• [WHAT TO WORK ON]:
Repeat the listing below word for word, keeping every line.
+--
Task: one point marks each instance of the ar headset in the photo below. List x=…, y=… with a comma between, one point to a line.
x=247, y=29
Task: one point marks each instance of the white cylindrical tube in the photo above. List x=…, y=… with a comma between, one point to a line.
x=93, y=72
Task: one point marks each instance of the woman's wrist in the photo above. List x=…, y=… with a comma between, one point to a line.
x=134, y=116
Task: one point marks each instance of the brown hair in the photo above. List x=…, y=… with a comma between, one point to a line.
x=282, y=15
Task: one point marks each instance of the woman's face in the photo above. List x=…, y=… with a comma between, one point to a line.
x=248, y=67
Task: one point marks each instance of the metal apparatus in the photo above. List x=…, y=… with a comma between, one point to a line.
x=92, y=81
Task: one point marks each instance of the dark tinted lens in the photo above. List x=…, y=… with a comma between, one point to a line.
+--
• [WORKED SOLUTION]:
Task: one point marks each instance of the ar headset in the photo below. List x=…, y=… with a comma between, one point to a line.
x=247, y=29
Task: one point marks each instance of the white cylindrical tube in the photo above. List x=…, y=… with a comma between, one point to a line.
x=93, y=72
Task: one point marks each instance of the woman's wrist in the photo above. List x=…, y=… with a comma between, one point to a line.
x=134, y=116
Task: one point marks each instance of the brown hair in the photo above. List x=…, y=… with a comma between, one point to a line.
x=282, y=15
Task: one point marks each instance of the woman's face in the photo above. List x=…, y=… with a comma between, one point to a line.
x=248, y=67
Task: one point marks each instance of the metal apparatus in the photo above. List x=…, y=… with a comma between, one point to a line.
x=92, y=81
Task: one point marks each instance of the dark tinted lens in the photo above. List x=…, y=… with a comma between, one point to a line.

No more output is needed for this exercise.